[The task]: Give every line of the items below as a JSON array of strings, one string per line, with blank lines omitted.

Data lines
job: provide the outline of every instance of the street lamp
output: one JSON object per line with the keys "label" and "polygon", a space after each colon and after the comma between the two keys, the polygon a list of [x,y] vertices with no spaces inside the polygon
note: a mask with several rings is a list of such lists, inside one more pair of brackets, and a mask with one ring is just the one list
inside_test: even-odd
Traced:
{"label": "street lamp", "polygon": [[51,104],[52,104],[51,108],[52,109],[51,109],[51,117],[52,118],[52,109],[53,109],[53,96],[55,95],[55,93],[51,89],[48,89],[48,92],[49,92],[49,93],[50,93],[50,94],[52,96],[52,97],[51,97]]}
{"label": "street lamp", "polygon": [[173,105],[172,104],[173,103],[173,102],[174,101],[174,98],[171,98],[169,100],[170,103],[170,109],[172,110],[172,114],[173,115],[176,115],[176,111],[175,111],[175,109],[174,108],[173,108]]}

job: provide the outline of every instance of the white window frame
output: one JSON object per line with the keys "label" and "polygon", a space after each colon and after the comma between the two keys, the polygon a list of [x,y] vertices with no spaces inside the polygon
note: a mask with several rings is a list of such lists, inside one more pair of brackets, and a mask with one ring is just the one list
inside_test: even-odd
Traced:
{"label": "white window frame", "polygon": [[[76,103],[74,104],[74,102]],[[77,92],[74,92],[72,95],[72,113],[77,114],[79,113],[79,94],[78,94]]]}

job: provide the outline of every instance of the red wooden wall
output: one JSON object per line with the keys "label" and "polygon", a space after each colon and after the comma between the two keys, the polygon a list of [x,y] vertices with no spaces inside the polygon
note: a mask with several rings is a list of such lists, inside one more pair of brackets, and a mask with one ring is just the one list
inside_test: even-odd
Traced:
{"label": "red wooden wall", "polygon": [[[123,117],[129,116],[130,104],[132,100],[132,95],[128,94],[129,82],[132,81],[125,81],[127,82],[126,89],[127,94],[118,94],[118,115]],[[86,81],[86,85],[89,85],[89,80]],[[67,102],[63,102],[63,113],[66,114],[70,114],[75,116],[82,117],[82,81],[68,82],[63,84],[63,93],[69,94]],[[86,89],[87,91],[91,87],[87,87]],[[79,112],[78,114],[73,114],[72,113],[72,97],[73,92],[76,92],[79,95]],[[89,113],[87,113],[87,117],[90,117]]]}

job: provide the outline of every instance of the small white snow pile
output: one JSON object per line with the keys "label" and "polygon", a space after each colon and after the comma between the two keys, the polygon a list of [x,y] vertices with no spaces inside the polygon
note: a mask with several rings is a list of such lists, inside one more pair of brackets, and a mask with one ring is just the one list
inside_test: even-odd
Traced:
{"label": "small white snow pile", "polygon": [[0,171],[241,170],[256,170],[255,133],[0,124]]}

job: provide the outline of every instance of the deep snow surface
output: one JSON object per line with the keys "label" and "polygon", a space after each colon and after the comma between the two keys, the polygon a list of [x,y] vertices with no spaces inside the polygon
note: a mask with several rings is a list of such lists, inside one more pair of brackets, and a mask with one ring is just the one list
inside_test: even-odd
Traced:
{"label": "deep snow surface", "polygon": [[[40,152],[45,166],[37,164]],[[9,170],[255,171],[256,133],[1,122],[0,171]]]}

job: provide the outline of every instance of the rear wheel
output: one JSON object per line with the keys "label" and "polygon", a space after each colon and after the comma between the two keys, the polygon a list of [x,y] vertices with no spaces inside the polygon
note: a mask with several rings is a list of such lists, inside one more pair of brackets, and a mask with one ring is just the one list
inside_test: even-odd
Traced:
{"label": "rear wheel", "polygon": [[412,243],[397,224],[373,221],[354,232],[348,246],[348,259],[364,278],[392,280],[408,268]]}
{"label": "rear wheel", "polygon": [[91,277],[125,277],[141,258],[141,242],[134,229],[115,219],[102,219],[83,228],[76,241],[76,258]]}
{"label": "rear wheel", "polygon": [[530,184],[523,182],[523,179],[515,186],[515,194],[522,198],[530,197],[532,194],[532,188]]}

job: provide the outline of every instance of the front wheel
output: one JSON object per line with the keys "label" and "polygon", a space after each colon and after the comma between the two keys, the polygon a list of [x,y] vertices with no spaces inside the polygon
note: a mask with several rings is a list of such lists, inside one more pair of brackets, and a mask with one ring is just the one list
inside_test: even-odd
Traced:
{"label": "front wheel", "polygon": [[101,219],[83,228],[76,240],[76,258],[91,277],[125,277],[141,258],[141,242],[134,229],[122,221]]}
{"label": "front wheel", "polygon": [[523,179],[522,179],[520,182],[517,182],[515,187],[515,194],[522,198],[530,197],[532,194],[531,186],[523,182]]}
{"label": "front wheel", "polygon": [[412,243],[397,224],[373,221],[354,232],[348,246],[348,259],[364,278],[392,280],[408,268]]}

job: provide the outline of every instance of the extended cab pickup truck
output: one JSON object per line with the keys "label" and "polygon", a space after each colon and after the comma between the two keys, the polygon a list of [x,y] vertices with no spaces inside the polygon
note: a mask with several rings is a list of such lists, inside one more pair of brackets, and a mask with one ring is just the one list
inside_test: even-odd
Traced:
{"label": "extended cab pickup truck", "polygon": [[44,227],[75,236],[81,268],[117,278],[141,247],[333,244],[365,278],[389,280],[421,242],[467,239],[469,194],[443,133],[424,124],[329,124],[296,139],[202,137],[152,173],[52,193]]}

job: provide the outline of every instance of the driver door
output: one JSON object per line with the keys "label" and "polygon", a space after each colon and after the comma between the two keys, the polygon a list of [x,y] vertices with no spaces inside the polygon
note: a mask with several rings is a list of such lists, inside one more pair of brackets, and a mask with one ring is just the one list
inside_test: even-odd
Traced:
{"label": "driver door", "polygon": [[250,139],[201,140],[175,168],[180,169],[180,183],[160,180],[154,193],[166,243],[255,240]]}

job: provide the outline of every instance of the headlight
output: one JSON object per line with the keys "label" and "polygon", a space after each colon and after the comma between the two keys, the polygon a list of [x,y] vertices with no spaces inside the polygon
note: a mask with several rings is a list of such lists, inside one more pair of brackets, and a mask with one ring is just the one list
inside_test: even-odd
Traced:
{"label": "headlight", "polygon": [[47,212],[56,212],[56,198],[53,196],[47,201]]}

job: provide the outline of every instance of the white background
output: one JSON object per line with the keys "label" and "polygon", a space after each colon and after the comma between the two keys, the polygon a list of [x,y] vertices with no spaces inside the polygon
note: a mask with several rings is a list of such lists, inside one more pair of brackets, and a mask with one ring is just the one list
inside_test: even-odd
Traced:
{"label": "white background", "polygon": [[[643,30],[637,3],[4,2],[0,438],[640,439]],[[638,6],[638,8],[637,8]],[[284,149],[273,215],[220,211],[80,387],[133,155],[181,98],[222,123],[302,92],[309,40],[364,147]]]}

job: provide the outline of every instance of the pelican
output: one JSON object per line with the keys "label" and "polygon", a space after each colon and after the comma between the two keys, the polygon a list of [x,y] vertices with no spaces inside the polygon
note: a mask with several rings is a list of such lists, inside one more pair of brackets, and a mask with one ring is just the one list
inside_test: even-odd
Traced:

[Correct result]:
[
  "job: provide the outline of every instance of the street lamp",
  "output: one JSON object per line with the keys \"label\" and \"polygon\", a space after each colon and after the comma between the two keys, the polygon a list of [x,y] vertices with no spaces inside the polygon",
  "note: a mask with several rings is a list of such lists, inside one more pair of brackets, and a mask with one ring is just the one list",
  "inside_test: even-odd",
  "Traced:",
  "{\"label\": \"street lamp\", \"polygon\": [[51,104],[52,104],[51,108],[52,109],[51,109],[51,117],[52,118],[52,109],[53,109],[53,96],[55,95],[55,93],[51,89],[48,89],[48,92],[49,92],[49,93],[50,93],[50,94],[52,96],[52,97],[51,97]]}",
  "{\"label\": \"street lamp\", \"polygon\": [[173,105],[172,104],[173,103],[173,102],[174,101],[174,98],[171,98],[169,100],[170,103],[170,109],[172,110],[172,114],[173,115],[176,115],[176,111],[175,111],[175,109],[174,108],[173,108]]}",
  "job: provide the outline of every instance of the white window frame",
  "output: one JSON object per line with the keys \"label\" and \"polygon\", a space after each colon and after the comma between the two keys, the polygon a list of [x,y] vertices with no spaces inside the polygon",
  "note: a mask with several rings is a list of such lists, inside one more pair of brackets, and a mask with one ring is just the one list",
  "inside_test: even-odd",
  "Traced:",
  "{\"label\": \"white window frame\", \"polygon\": [[[76,103],[74,104],[74,102]],[[77,92],[74,92],[72,95],[72,113],[77,114],[79,113],[79,94],[78,94]]]}",
  "job: provide the outline of every instance of the red wooden wall",
  "output: one JSON object per line with the keys \"label\" and \"polygon\", a space after each colon and after the comma between the two keys, the polygon a list of [x,y] vertices with no spaces inside the polygon",
  "note: a mask with several rings is a list of such lists, inside one more pair of brackets, and a mask with one ring is just the one list",
  "inside_test: even-odd",
  "Traced:",
  "{\"label\": \"red wooden wall\", \"polygon\": [[[123,117],[129,116],[130,104],[132,100],[132,95],[128,94],[129,82],[132,81],[125,81],[127,82],[126,89],[127,94],[118,94],[118,115]],[[86,81],[86,85],[89,85],[89,80]],[[67,102],[63,102],[63,113],[66,114],[70,114],[75,116],[82,117],[82,81],[68,82],[63,84],[63,93],[69,94]],[[86,89],[87,91],[91,87],[87,87]],[[79,112],[78,114],[73,114],[72,113],[72,97],[73,92],[76,92],[79,95]],[[89,113],[87,113],[87,117],[90,117]]]}",
  "job: provide the outline of every instance of the small white snow pile",
  "output: one JSON object per line with the keys \"label\" and \"polygon\", a space after each colon and after the comma between the two keys, the polygon a list of [x,y] vertices with no spaces inside the polygon",
  "note: a mask with several rings is a list of such lists, inside one more pair of brackets, and a mask with one ring is just the one list",
  "inside_test: even-odd",
  "Traced:",
  "{\"label\": \"small white snow pile\", \"polygon\": [[0,171],[241,170],[256,170],[255,133],[0,124]]}",
  "job: provide the outline of every instance of the deep snow surface",
  "output: one JSON object per line with the keys \"label\" and \"polygon\", a space after each colon and after the comma between the two keys, the polygon a list of [x,y] vertices with no spaces inside the polygon",
  "note: a mask with several rings is a list of such lists, inside one more pair of brackets, and a mask with one ring is just the one list",
  "inside_test: even-odd",
  "Traced:",
  "{\"label\": \"deep snow surface\", \"polygon\": [[[40,152],[45,166],[37,164]],[[9,170],[255,171],[256,133],[1,122],[0,171]]]}",
  "job: provide the outline of every instance of the rear wheel",
  "output: one JSON object per line with the keys \"label\" and \"polygon\", a space after each colon and after the comma between the two keys, the polygon a list of [x,y] vertices with no spaces inside the polygon",
  "note: a mask with several rings is a list of such lists, inside one more pair of brackets, and a mask with one ring is just the one list",
  "inside_test: even-odd",
  "Traced:",
  "{\"label\": \"rear wheel\", \"polygon\": [[412,243],[397,224],[373,221],[354,232],[348,246],[348,259],[364,278],[392,280],[408,268]]}",
  "{\"label\": \"rear wheel\", \"polygon\": [[91,277],[125,277],[141,258],[141,242],[134,229],[115,219],[102,219],[83,228],[76,241],[76,258]]}",
  "{\"label\": \"rear wheel\", \"polygon\": [[530,184],[523,182],[523,179],[515,186],[515,194],[522,198],[530,197],[532,194],[532,188]]}",
  "job: provide the outline of every instance of the front wheel",
  "output: one JSON object per line with the keys \"label\" and \"polygon\", a space after each colon and after the comma between the two keys, the polygon a list of [x,y] vertices with no spaces inside the polygon",
  "note: a mask with several rings is a list of such lists, inside one more pair of brackets, and a mask with one ring is just the one list",
  "inside_test: even-odd",
  "Traced:",
  "{\"label\": \"front wheel\", \"polygon\": [[101,219],[83,228],[76,240],[76,258],[91,277],[125,277],[141,258],[141,242],[134,229],[122,221]]}",
  "{\"label\": \"front wheel\", \"polygon\": [[523,179],[522,179],[520,182],[517,182],[515,187],[515,194],[522,198],[530,197],[532,194],[531,186],[523,182]]}",
  "{\"label\": \"front wheel\", \"polygon\": [[412,243],[397,224],[373,221],[354,232],[348,246],[348,259],[364,278],[392,280],[408,268]]}",
  "job: provide the outline of every instance of the extended cab pickup truck",
  "output: one JSON object per line with the keys \"label\" and \"polygon\", a space after each colon and after the comma between the two keys, the polygon a list of [x,y] vertices with no spaces inside the polygon",
  "note: a mask with several rings is a list of such lists, inside one more pair of brackets, and a mask with one ring is just the one list",
  "inside_test: even-odd",
  "Traced:",
  "{\"label\": \"extended cab pickup truck\", \"polygon\": [[44,227],[75,236],[81,268],[117,278],[141,247],[333,244],[365,278],[389,280],[421,242],[467,239],[469,194],[443,133],[424,124],[329,124],[296,139],[202,137],[152,173],[52,193]]}",
  "job: provide the outline of every instance of the driver door",
  "output: one JSON object per line with the keys \"label\" and \"polygon\", a space after each colon and after the comma between the two keys, the polygon a list of [x,y] vertices with no spaces inside the polygon",
  "note: a mask with several rings is a list of such lists, inside one more pair of brackets, and a mask with one ring is just the one list",
  "inside_test: even-odd",
  "Traced:",
  "{\"label\": \"driver door\", \"polygon\": [[250,139],[201,140],[175,168],[180,169],[180,183],[160,180],[154,193],[166,243],[255,240]]}",
  "job: provide the outline of every instance of the headlight",
  "output: one JSON object per line with the keys \"label\" and \"polygon\", a space after each colon and after the comma between the two keys, the polygon a list of [x,y] vertices with no spaces inside the polygon",
  "note: a mask with several rings is a list of such lists, inside one more pair of brackets, and a mask with one ring is just the one list",
  "inside_test: even-odd",
  "Traced:",
  "{\"label\": \"headlight\", \"polygon\": [[47,212],[56,212],[56,198],[53,196],[47,201]]}",
  "job: provide the outline of every instance of the white background",
  "output: one JSON object per line with the keys \"label\" and \"polygon\", a space after each colon and after the comma between the two keys, the polygon a list of [x,y] vertices with no spaces inside the polygon",
  "note: a mask with several rings is a list of such lists, inside one more pair of brackets, and a mask with one ring is just the one list",
  "inside_test: even-odd",
  "Traced:",
  "{\"label\": \"white background\", \"polygon\": [[[643,30],[637,3],[4,2],[0,438],[640,439]],[[638,6],[638,8],[637,8]],[[284,149],[273,215],[220,211],[80,387],[133,155],[181,98],[222,123],[302,92],[309,40],[364,147]]]}",
  "job: provide the outline of every instance of the pelican",
  "output: one JSON object per line with the keys \"label\" and \"polygon\", a space after each colon and after the comma between the two keys, the polygon a list of [x,y] vertices with no spaces inside the polygon",
  "note: a mask with several rings is a list of such lists, inside one more pair of brackets, and a mask with one ring is just the one list",
  "inside_test: even-odd",
  "Traced:"
]